### Aufgabe 1
Beantworte anhand des Textes über den Saturnmond Epimetheus folgende Fragen:
(a) Seit wann umkreist die Sonde Cassini den Saturn?
(b) Wie verhält sich die Dichte von Epimetheus zur Dichte von Eis?
(c) An welchen beiden Tagen fotografierte Cassini den Mond Epimetheus?
### Aufgabe 2
Fasse im Text über den Saturnmond Epimetheus den Absatz, der mit „Saturn besitzt über 30 Monde“ beginnt, als Stichpunktliste zusammen, ohne seine wesentlichen Angaben wegzulassen.
### Aufgabe 3
Setze den Text über den Saturnmond Epimetheus nach seinem letzten Satz fort.

### Vorgegebener Text

EPIMETHEUS
Kleiner Mond mit Überraschungen
von Ulrich Knittel
für
astronews.com
29. August 2005
Die Sonde Cassini, die seit Juli 2004 den Saturn umkreist, sendet
immer neue Bilder von bislang praktisch unbekannten Welten zur Erde. Ende Juni
und im Juli machte Cassini Aufnahmen von Epimetheus, einem merkwürdigen
Mond, dessen Dichte geringer ist, als die von Eis. Mit dem Saturnmond Janus
bildet Epimetheus zudem ein kurioses Duo.

Der Saturnmond Epimetheus.
Foto: NASA / JPL / Space Science
Institute |
Saturn besitzt über 30 Monde, und die kleineren wurden von den Voyager-Sonden
bei ihren kurzen Vorbeiflügen kaum untersucht. Daher ist über diese Monde des
Ringplaneten noch wenig bekannt. Doch das beginnt sich zu ändern: Am 30. Juni
und 14. Juli dieses Jahres machte die Saturn-Sonde Cassini Fotos des
Saturn-Mondes Epimetheus.

### Datenübersicht
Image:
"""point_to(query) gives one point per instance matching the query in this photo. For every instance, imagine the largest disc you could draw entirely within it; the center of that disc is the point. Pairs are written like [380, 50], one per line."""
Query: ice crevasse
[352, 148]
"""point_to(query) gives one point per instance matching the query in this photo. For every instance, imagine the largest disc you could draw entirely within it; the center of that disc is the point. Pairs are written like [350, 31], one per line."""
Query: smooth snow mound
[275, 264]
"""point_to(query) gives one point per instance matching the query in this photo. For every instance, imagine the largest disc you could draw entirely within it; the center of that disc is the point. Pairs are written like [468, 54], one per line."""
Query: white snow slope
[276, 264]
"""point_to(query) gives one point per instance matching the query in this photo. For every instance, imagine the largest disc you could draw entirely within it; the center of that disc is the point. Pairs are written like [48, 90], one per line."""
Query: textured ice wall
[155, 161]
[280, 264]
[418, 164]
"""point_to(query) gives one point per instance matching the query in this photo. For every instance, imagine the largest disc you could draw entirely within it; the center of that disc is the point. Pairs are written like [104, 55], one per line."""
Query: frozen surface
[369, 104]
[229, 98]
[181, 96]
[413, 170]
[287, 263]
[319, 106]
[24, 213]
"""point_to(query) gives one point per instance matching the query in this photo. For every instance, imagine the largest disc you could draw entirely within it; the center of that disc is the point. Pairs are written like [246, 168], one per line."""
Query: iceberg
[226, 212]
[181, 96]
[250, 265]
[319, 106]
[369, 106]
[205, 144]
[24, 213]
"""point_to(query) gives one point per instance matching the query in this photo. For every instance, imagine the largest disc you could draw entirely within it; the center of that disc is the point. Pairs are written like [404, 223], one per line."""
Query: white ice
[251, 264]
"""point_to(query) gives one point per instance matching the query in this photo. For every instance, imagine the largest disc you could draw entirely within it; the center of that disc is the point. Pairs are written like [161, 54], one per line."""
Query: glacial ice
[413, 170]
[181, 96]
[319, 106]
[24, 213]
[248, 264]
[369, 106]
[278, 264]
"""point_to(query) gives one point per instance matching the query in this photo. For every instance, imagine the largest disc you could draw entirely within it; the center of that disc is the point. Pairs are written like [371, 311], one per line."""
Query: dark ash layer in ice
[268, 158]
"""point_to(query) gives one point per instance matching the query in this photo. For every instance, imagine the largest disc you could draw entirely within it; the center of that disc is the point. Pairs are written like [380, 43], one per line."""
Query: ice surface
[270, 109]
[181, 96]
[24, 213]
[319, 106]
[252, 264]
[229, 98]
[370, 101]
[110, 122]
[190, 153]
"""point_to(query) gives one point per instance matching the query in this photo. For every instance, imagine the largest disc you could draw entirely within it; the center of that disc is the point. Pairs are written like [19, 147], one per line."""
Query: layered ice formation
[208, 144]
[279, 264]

--

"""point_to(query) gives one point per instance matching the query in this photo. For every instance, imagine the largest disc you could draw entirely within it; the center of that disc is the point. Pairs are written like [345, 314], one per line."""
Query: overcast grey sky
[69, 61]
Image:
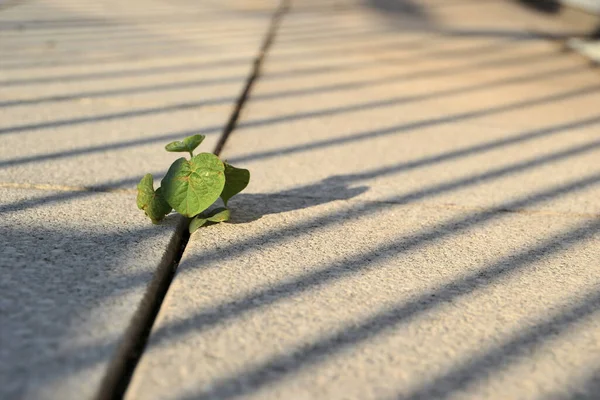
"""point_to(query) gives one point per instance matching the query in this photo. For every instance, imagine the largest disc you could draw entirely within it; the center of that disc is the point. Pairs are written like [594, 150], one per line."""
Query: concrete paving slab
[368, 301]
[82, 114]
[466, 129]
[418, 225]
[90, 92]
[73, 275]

--

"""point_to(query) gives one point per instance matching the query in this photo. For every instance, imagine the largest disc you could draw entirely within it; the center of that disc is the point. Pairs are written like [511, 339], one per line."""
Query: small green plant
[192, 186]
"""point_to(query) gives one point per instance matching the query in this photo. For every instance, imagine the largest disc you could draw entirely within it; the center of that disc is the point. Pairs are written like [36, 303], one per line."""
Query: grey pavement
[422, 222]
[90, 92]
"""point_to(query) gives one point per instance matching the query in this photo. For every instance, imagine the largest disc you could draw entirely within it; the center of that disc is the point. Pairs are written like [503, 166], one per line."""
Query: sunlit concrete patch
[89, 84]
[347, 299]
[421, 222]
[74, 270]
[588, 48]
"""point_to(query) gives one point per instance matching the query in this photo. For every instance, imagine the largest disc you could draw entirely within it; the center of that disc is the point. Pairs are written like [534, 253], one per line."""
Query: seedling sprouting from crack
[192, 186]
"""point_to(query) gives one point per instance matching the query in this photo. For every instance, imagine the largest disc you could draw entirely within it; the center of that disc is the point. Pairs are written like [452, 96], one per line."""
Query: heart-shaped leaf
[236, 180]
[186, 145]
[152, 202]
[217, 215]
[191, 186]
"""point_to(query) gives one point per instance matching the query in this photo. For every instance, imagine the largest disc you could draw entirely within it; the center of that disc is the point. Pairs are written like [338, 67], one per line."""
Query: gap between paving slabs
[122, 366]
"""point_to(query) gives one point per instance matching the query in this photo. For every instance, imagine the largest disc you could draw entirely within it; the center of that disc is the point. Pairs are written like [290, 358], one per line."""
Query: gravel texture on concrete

### Antwort 1
(a) Seit Juli 2004.
(b) Sie ist geringer als die Dichte von Eis.
(c) Am 30. Juni und am 14. Juli.

### Antwort 2
- Saturn hat über 30 Monde.
- Die kleineren Monde wurden von den Voyager-Sonden bei ihren kurzen Vorbeiflügen kaum untersucht.
- Deshalb ist über sie noch wenig bekannt.
- Das beginnt sich zu ändern: Am 30. Juni und 14. Juli dieses Jahres fotografierte die Sonde Cassini den Mond Epimetheus.

### Antwort 3
Epimetheus ist unregelmäßig geformt und hat einen mittleren Durchmesser von nur
wenig mehr als einhundert Kilometern. Er umkreist den Saturn in einer Entfernung
von etwa 151.000 Kilometern zwischen den F- und G-Ringen. Die Fotos zeigen einen
weitgehend grau gefärbten, kraterübersäten Himmelskörper. Der größte auf den
Bildern sichtbare Krater, Hilairea, hat einen Durchmesser von rund 33
Kilometern. Die große Kraterdichte lässt darauf schließen, dass die Oberfläche
des Mondes mehrere Milliarden Jahre alt ist. Da die Formen der größeren Krater
recht "weich" sind, müssen diese schon im Frühstadium der Entwicklung dieses
Mondes entstanden sein.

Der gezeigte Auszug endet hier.